- **Set exercise**
Repeat exactly the lines of the listing from the line containing "The black bowl — where is it in this image?" through its last line, and nothing beyond them.

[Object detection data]
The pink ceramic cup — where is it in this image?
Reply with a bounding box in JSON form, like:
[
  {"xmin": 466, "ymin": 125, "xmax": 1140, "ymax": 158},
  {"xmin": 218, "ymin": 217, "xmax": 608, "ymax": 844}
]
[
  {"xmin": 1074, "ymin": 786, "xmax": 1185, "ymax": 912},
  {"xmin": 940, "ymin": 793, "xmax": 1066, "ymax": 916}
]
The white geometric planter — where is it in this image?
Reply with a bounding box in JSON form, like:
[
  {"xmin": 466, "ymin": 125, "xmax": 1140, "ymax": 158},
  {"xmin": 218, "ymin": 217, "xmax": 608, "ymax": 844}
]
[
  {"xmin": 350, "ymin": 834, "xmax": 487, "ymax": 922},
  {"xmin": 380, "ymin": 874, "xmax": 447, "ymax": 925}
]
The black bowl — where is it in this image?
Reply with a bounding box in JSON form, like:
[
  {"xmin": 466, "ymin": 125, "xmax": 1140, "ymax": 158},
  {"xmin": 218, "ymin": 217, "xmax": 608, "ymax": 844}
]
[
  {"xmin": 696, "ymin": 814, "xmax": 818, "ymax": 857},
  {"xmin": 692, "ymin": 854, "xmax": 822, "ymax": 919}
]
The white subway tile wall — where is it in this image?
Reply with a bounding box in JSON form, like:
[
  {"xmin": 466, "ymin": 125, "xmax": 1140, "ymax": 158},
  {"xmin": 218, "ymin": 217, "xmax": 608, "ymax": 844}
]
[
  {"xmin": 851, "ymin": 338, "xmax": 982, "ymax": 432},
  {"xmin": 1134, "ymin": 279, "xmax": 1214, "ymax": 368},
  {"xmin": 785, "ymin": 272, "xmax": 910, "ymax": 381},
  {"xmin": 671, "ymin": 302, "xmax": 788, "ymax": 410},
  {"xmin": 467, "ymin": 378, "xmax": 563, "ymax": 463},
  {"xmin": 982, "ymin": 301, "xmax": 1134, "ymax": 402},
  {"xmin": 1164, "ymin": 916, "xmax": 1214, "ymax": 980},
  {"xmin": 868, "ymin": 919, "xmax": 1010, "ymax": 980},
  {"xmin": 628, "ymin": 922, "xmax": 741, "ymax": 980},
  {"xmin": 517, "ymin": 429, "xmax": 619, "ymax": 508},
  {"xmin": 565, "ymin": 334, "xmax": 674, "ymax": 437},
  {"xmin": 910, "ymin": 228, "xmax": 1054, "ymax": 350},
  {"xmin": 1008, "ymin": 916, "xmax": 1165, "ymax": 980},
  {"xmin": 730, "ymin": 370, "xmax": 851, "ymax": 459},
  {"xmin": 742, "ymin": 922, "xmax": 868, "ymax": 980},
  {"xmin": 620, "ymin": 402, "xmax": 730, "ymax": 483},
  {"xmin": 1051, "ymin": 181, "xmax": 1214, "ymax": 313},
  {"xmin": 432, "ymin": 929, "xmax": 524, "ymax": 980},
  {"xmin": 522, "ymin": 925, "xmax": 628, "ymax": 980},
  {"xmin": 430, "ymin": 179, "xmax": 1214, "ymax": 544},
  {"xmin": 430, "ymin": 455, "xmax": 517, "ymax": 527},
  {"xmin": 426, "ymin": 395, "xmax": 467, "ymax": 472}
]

- **Correct answer**
The black bowl — where is it in this image?
Reply with a bounding box in JSON form, like:
[
  {"xmin": 466, "ymin": 125, "xmax": 1140, "ymax": 158},
  {"xmin": 218, "ymin": 217, "xmax": 608, "ymax": 844}
]
[
  {"xmin": 696, "ymin": 814, "xmax": 818, "ymax": 857},
  {"xmin": 692, "ymin": 854, "xmax": 822, "ymax": 919}
]
The white subway tile wall — where is it in this image?
Reply with a bounding box in JSON form, like:
[
  {"xmin": 466, "ymin": 125, "xmax": 1140, "ymax": 158},
  {"xmin": 218, "ymin": 217, "xmax": 608, "ymax": 844}
]
[
  {"xmin": 851, "ymin": 338, "xmax": 982, "ymax": 432},
  {"xmin": 1134, "ymin": 279, "xmax": 1214, "ymax": 368},
  {"xmin": 785, "ymin": 272, "xmax": 910, "ymax": 381},
  {"xmin": 671, "ymin": 302, "xmax": 788, "ymax": 410},
  {"xmin": 467, "ymin": 378, "xmax": 563, "ymax": 463},
  {"xmin": 982, "ymin": 301, "xmax": 1134, "ymax": 402},
  {"xmin": 1164, "ymin": 916, "xmax": 1214, "ymax": 980},
  {"xmin": 868, "ymin": 919, "xmax": 1010, "ymax": 980},
  {"xmin": 628, "ymin": 922, "xmax": 741, "ymax": 980},
  {"xmin": 517, "ymin": 429, "xmax": 619, "ymax": 508},
  {"xmin": 565, "ymin": 334, "xmax": 674, "ymax": 437},
  {"xmin": 910, "ymin": 228, "xmax": 1054, "ymax": 350},
  {"xmin": 1008, "ymin": 916, "xmax": 1165, "ymax": 980},
  {"xmin": 730, "ymin": 370, "xmax": 851, "ymax": 459},
  {"xmin": 742, "ymin": 922, "xmax": 868, "ymax": 980},
  {"xmin": 620, "ymin": 402, "xmax": 730, "ymax": 483},
  {"xmin": 1051, "ymin": 181, "xmax": 1214, "ymax": 313},
  {"xmin": 432, "ymin": 929, "xmax": 524, "ymax": 980},
  {"xmin": 522, "ymin": 925, "xmax": 628, "ymax": 980},
  {"xmin": 430, "ymin": 179, "xmax": 1214, "ymax": 544},
  {"xmin": 430, "ymin": 455, "xmax": 517, "ymax": 527},
  {"xmin": 426, "ymin": 395, "xmax": 467, "ymax": 472}
]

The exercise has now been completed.